● Text excerpt:
-- START --
Julianne Baird and Marcia Hadjimarkos
The superb early music soprano and the acclaimed Portland-born pianist, long based in Europe, perform music from Jane Austen’s world. The immortal writer was also a musician who practiced pop tunes of her time on fortepiano (which Hadjimarkos will, appropriately, play here) daily before breakfast, and filled her room with sheet music and her books and letters with references to public and private music events. Along with music by Haydn, Handel, Gluck, and more, including female songwriters, the show features songs about country life, drinking, and love, plus Turkish and Moorish motifs, female character pieces, and songs about naval victories and the French Revolution. A pair of narrators interpolate readings from Pride and Prejudice, Persuasion, Emma, Sense and Sensibility, and more.
Wednesday, Hudson Hall, Willamette University, Salem.

Kaitlyn Aurelia Smith performs Thursday in Portland.

Kaitlyn Aurelia Smith
The Orcas Island native, now based in LA, has moved from the contemporary classical niche to broader acclaim and audiences in electronic music, including opening for Animal Collective and collaborating Suzanne Ciani. The synth-savvy sound sculptor is releasing three albums this year to go with five earlier releases, numerous film scores, and more.
Thursday, Doug Fir Lounge. Portland.

Eugene Symphony
When the rising young pianist Conrad Tao appeared at the University of Oregon’s Beall Hall in 2011, he was a 17-year-old prodigy who could seemingly almost play masterpieces with one hand tied behind his back. Having grown both a beard and a reputation as a solid performer and composer, he’ll almost get the chance in Maurice Ravel’s dramatic 1931 piano concerto written for the great Austrian virtuoso Paul Wittgenstein, who’d lost his right arm to a Russian bullet in World War I. He’ll also solo in Liszt’s wild, colorful 1838 Dance of Death (Totentanz), and the orchestra will play a Mozart symphony about which its composer wrote, “I hope that even these idiots will find something in it to like.” He was talking about Parisians, not Oregonians, who’ll find plenty to enjoy in Mozart’s so-nicknamed Paris Symphony.
-- END --
● Stored rows:
-- START --
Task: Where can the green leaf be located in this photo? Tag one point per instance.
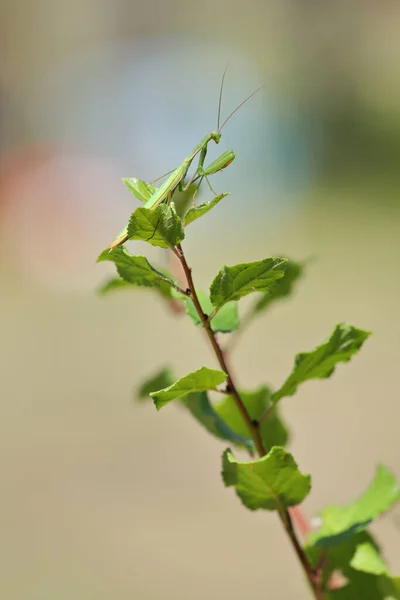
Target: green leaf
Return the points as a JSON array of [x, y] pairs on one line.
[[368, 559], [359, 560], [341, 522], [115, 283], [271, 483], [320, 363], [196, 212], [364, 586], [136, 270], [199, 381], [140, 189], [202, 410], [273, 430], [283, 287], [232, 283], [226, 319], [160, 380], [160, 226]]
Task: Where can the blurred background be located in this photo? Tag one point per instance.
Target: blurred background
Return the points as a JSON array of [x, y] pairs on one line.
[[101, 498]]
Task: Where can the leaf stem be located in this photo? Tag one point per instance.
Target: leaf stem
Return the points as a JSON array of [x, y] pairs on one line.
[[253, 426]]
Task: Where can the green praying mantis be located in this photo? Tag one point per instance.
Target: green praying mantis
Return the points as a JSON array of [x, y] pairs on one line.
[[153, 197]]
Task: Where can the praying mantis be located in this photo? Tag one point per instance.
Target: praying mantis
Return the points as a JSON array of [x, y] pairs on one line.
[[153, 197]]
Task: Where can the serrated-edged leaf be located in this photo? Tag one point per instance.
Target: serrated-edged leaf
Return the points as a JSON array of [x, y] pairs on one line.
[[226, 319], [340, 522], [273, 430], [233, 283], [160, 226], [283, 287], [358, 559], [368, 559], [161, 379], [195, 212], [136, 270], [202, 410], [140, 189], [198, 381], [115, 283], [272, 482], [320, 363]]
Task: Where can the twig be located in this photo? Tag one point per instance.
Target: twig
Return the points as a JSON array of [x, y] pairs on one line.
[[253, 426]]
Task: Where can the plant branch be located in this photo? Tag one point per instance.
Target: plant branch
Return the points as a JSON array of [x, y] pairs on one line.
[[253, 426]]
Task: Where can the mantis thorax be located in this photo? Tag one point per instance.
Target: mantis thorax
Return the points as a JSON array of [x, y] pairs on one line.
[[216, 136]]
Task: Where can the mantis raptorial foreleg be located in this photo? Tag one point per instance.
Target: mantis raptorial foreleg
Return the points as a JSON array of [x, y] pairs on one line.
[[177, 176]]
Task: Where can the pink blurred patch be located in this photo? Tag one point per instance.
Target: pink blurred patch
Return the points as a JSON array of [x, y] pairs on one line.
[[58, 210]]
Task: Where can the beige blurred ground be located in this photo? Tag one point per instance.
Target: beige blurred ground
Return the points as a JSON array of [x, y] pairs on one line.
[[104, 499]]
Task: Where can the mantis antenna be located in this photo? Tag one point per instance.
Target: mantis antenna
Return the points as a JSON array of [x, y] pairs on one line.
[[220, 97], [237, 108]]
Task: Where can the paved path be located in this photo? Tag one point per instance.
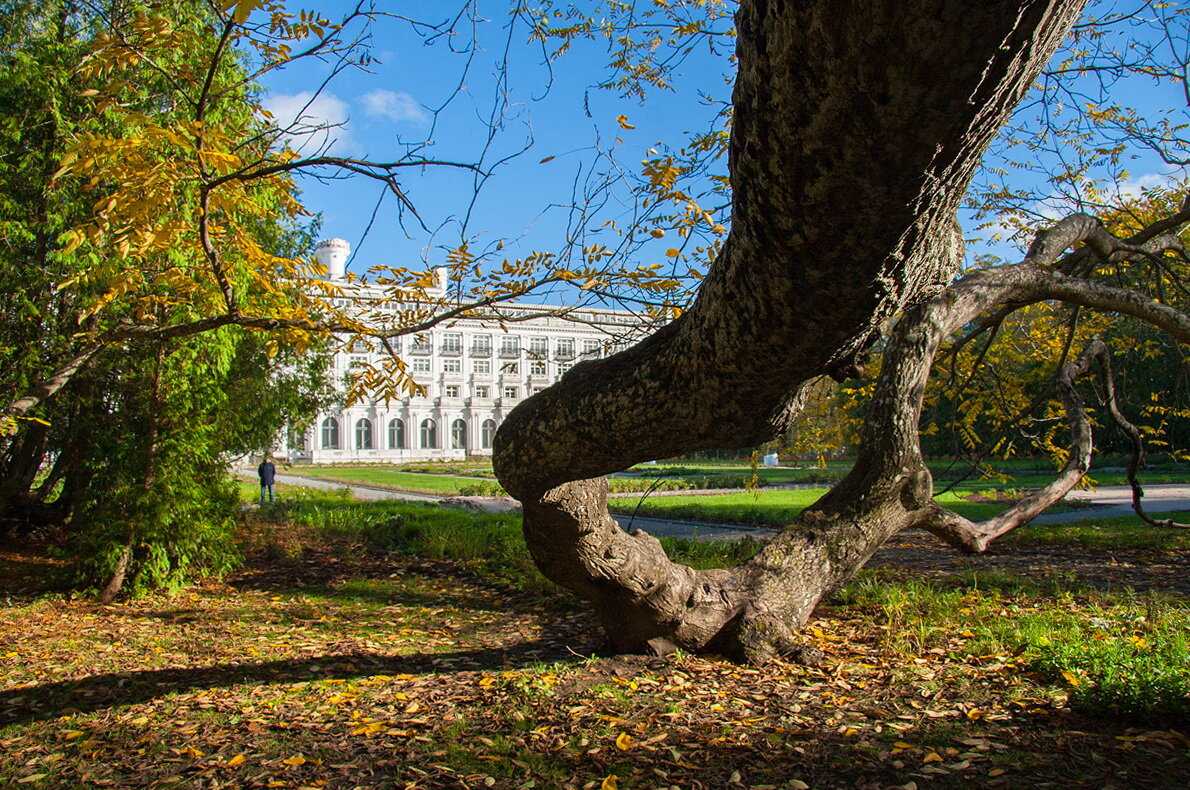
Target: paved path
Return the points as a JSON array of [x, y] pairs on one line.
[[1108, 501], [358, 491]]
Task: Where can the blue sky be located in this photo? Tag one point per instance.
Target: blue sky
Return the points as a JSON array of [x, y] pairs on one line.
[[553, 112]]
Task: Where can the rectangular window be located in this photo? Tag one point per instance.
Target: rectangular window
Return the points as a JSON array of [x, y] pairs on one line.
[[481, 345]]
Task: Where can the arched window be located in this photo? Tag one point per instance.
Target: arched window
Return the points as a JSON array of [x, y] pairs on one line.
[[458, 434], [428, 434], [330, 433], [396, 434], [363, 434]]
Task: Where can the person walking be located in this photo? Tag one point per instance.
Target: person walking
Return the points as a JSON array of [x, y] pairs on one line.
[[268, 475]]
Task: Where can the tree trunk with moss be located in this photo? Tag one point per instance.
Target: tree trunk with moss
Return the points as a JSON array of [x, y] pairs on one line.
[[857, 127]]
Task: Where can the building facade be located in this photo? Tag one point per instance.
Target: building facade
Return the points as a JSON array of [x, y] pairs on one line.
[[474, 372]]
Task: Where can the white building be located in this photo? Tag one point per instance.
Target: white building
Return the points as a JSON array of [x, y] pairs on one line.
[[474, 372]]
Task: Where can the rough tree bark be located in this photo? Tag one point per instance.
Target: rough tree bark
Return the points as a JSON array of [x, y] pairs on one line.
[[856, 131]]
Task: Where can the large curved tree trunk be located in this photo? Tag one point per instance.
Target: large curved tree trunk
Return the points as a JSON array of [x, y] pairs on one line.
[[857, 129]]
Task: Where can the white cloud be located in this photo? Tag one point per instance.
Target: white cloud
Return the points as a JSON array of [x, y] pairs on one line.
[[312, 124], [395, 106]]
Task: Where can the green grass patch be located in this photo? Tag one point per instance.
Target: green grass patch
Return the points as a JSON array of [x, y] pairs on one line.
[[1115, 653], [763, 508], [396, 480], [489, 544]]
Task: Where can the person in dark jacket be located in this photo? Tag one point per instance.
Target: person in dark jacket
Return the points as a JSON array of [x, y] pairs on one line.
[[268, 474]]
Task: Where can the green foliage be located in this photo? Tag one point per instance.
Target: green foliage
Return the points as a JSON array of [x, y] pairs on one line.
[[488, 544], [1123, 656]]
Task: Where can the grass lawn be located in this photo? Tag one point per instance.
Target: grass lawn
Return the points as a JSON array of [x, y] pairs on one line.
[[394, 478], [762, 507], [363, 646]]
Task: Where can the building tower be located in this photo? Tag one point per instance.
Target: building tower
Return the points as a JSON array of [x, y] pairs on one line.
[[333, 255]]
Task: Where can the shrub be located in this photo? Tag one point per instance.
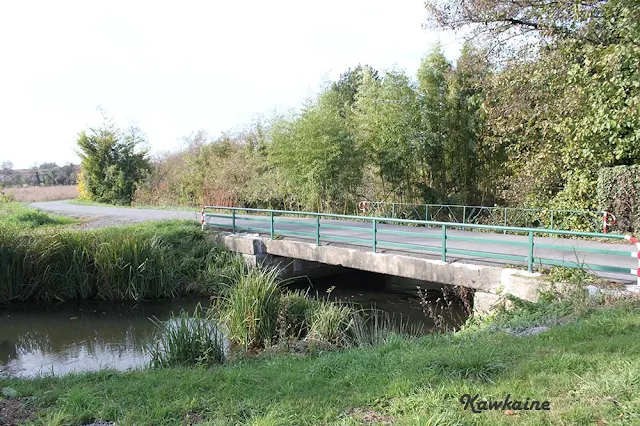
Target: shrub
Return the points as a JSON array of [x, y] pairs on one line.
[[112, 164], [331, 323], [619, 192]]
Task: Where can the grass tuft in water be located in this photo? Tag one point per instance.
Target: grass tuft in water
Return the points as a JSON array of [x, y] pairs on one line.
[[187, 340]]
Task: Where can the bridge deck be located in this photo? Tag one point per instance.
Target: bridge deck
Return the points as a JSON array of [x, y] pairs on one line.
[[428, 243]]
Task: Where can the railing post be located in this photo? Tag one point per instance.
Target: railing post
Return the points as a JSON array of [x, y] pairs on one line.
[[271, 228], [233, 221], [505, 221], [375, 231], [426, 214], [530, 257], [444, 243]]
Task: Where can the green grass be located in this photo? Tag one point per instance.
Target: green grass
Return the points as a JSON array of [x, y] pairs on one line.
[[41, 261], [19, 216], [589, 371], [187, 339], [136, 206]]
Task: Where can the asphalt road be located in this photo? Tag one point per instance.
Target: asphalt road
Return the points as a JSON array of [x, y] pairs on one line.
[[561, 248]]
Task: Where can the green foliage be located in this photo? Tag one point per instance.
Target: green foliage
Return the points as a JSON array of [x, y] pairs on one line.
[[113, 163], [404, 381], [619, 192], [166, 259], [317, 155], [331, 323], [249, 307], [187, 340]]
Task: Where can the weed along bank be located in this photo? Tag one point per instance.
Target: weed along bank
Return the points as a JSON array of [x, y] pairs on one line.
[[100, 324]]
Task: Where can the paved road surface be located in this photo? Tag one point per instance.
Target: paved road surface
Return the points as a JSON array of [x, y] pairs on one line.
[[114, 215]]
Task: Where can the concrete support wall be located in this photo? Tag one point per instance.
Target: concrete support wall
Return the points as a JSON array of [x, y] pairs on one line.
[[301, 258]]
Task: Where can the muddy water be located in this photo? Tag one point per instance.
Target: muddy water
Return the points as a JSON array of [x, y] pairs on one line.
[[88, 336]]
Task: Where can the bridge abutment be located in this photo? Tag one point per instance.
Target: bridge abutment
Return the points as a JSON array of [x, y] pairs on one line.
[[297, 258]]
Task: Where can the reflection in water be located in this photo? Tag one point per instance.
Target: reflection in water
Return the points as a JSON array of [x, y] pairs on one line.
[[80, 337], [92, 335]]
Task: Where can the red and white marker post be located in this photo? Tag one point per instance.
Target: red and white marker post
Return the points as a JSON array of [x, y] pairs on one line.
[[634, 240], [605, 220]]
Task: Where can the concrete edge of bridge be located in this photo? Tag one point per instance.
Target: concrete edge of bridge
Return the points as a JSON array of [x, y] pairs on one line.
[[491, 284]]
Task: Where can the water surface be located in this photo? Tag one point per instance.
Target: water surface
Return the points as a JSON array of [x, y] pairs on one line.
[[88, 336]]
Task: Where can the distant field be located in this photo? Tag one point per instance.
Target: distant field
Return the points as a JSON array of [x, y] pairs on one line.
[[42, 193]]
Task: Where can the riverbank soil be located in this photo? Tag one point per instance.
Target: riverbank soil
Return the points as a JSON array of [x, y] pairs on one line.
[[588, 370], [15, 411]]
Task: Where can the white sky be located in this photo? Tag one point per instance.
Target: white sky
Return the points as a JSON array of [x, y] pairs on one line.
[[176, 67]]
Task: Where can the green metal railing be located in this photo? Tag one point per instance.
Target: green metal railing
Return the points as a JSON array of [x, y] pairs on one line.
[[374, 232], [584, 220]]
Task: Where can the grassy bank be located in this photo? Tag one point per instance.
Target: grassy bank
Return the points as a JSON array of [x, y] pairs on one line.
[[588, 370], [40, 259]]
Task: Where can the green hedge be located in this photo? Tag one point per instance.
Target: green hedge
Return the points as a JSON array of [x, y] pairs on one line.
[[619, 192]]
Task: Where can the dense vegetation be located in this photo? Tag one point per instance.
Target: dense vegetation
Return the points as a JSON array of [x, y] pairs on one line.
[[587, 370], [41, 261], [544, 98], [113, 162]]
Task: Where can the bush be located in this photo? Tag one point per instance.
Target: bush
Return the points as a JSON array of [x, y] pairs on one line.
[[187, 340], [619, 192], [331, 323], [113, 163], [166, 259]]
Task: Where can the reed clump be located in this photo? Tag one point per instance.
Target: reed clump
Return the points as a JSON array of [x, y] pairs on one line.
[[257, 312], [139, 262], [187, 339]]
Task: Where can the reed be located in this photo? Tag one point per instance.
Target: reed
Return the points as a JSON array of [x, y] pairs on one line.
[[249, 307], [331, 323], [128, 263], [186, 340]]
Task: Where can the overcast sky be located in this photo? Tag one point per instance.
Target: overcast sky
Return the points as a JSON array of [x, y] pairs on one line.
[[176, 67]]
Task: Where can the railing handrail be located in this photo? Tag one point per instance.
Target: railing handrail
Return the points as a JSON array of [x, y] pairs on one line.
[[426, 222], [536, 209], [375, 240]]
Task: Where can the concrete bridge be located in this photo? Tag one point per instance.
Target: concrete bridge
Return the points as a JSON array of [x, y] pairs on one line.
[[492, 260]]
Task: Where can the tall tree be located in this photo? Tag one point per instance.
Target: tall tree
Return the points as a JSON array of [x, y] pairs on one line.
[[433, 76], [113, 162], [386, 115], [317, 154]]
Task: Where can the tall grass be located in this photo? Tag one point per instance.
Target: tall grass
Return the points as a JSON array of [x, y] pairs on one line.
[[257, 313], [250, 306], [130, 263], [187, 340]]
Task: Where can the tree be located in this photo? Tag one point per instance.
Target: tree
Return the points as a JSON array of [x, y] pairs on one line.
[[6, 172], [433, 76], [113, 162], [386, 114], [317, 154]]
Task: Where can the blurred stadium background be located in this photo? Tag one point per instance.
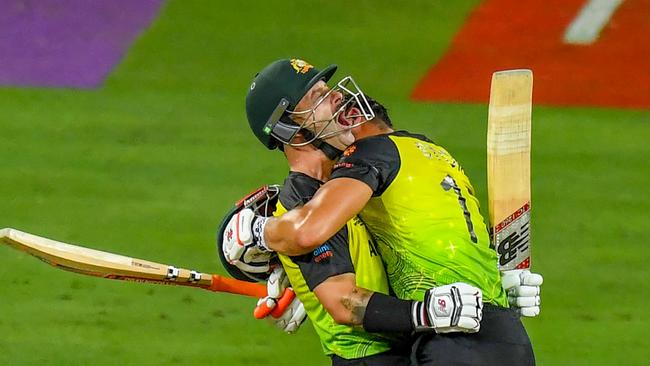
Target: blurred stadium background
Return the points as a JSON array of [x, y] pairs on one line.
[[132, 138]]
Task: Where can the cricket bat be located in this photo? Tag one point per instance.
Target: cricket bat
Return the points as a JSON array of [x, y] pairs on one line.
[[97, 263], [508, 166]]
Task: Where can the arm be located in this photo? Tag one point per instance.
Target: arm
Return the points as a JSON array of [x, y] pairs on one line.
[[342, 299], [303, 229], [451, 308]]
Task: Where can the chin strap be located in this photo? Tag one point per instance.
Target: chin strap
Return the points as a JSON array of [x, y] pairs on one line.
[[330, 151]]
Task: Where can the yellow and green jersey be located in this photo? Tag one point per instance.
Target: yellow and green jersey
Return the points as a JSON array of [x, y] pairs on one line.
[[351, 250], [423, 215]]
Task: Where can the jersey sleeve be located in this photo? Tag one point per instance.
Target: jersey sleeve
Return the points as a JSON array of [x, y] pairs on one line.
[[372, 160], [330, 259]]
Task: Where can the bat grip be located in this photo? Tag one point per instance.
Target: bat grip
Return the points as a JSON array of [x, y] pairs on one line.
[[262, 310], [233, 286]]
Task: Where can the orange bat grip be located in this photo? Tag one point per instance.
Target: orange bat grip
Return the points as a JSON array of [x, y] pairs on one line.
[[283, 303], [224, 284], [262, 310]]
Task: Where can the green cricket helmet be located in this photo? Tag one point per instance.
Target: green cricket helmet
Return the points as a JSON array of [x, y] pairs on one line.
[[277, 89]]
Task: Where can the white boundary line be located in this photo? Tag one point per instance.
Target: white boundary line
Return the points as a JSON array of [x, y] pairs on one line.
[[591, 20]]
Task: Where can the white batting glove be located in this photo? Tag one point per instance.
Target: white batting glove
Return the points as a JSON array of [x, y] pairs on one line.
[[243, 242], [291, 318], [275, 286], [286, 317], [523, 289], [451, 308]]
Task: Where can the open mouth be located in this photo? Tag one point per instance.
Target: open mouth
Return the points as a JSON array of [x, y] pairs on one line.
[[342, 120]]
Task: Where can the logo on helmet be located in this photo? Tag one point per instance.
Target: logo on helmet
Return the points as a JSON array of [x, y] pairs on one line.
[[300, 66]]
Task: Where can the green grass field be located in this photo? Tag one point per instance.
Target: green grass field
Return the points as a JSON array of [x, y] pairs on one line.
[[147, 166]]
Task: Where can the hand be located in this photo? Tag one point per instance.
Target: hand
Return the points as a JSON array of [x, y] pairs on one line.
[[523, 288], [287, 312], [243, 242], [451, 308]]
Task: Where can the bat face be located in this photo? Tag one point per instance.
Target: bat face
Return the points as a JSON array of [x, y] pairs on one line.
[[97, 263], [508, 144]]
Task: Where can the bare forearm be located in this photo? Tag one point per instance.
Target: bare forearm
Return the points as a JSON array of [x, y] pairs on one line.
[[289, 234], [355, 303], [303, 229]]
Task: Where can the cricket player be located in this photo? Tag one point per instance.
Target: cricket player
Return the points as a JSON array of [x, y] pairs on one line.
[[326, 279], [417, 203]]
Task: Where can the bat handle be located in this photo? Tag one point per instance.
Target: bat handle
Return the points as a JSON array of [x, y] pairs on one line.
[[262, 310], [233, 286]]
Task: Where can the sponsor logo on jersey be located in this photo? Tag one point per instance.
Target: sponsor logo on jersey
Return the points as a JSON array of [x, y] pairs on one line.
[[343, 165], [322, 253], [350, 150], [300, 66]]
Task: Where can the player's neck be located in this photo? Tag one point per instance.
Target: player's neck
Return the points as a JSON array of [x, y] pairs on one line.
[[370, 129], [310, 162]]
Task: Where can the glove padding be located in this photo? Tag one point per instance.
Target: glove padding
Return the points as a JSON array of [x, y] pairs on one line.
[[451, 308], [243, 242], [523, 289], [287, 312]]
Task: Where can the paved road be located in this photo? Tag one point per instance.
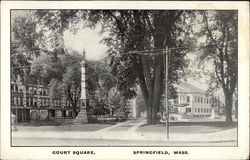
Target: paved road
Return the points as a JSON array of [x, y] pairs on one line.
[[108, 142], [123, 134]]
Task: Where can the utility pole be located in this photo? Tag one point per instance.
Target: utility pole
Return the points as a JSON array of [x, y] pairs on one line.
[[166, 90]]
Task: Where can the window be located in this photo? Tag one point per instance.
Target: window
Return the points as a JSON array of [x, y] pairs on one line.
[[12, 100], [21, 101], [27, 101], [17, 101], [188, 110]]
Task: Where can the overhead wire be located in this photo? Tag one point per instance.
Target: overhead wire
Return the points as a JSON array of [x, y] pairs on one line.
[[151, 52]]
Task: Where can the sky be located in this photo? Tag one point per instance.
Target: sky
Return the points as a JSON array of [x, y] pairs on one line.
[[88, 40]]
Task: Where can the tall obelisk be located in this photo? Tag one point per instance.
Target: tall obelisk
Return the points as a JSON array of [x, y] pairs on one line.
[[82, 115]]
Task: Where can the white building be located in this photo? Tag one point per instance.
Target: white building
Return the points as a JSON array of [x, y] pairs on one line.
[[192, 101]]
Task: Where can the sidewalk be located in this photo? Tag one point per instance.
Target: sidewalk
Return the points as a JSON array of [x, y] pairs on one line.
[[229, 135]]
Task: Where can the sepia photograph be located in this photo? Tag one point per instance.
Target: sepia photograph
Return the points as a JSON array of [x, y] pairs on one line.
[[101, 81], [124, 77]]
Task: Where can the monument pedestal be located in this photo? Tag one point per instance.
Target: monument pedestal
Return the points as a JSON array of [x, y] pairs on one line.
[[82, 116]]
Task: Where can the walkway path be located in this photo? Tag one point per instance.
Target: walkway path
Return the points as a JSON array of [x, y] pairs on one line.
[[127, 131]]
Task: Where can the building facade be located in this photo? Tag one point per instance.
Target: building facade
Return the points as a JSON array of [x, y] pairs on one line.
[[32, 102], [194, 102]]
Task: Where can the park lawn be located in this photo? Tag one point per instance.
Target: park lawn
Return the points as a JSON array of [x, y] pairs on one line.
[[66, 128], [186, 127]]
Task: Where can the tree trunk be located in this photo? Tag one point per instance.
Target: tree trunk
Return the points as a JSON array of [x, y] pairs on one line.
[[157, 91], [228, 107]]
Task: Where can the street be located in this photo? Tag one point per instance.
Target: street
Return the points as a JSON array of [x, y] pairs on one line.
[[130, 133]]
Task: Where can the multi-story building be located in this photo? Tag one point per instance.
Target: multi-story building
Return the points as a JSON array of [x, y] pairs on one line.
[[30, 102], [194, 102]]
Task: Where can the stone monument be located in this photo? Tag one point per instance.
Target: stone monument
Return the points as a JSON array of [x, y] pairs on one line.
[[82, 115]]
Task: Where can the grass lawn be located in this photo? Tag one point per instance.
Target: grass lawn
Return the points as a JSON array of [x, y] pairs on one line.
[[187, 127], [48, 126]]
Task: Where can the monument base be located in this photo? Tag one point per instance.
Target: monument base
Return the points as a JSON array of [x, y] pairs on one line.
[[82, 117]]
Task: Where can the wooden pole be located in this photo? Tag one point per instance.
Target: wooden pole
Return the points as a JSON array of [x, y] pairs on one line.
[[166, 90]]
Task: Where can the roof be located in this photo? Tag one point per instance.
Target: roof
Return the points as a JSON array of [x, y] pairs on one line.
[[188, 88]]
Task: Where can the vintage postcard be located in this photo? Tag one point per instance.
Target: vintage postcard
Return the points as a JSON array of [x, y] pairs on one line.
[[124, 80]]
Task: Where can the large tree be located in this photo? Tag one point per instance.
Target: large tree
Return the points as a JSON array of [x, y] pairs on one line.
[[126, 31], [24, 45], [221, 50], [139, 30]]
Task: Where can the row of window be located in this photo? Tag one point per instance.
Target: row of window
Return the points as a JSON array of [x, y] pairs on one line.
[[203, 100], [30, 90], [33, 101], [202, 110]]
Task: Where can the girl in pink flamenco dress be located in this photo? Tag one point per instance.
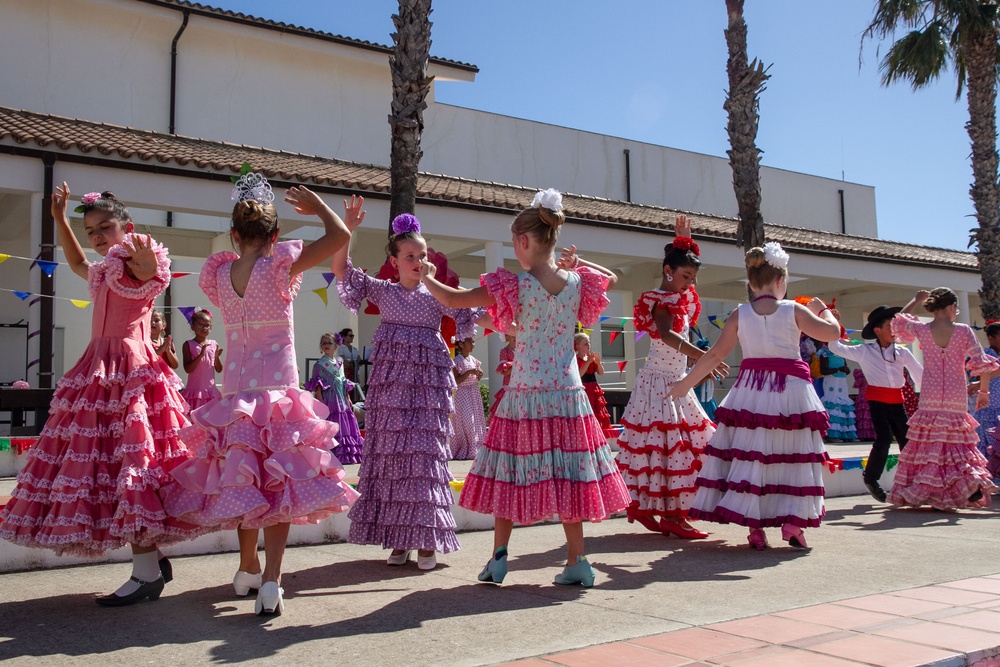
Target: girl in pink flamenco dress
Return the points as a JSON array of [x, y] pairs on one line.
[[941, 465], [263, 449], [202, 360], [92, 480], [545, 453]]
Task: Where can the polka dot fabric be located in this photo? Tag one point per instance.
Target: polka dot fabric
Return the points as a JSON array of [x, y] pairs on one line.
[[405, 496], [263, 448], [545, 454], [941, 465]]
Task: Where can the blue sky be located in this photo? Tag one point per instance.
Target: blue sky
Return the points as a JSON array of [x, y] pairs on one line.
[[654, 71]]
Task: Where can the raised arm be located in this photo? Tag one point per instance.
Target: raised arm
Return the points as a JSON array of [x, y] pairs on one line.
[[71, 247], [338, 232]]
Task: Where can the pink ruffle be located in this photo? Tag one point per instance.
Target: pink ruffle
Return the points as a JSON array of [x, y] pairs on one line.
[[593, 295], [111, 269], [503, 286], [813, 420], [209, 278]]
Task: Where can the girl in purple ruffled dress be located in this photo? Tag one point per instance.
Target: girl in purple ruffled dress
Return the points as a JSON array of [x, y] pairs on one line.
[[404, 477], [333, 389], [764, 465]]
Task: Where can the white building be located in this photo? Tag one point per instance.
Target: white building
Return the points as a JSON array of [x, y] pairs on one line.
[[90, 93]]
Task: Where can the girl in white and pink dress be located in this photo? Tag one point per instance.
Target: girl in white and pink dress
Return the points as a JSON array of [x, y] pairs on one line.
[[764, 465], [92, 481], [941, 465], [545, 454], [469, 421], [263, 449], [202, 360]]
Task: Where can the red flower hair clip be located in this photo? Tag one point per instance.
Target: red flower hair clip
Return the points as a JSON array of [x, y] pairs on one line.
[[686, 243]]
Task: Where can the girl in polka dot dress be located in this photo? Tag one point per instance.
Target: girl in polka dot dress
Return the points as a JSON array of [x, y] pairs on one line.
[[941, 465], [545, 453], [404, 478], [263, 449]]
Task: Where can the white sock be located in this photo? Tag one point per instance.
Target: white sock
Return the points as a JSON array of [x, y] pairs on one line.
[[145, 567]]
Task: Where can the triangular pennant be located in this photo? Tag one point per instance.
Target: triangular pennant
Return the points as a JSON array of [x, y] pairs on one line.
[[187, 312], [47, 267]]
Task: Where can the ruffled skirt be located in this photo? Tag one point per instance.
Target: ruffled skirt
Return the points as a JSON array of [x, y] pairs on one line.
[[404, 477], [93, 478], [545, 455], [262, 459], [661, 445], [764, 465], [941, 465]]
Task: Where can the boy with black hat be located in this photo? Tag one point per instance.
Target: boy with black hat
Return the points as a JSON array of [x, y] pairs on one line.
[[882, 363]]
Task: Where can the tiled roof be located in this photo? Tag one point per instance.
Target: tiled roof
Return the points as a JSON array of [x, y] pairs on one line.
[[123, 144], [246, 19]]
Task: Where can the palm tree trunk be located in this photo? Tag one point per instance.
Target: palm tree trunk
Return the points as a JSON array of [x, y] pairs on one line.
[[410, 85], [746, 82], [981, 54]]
-- END --
● Problem statement: Quote the concert listings word for word, everything from "Wednesday, Hudson Hall, Willamette" down to "scores, and more.". The lines come from a separate source and are unrelated to the concert listings.

● Output of the task:
Wednesday, Hudson Hall, Willamette University, Salem.

Kaitlyn Aurelia Smith performs Thursday in Portland.

Kaitlyn Aurelia Smith
The Orcas Island native, now based in LA, has moved from the contemporary classical niche to broader acclaim and audiences in electronic music, including opening for Animal Collective and collaborating Suzanne Ciani. The synth-savvy sound sculptor is releasing three albums this year to go with five earlier releases, numerous film scores, and more.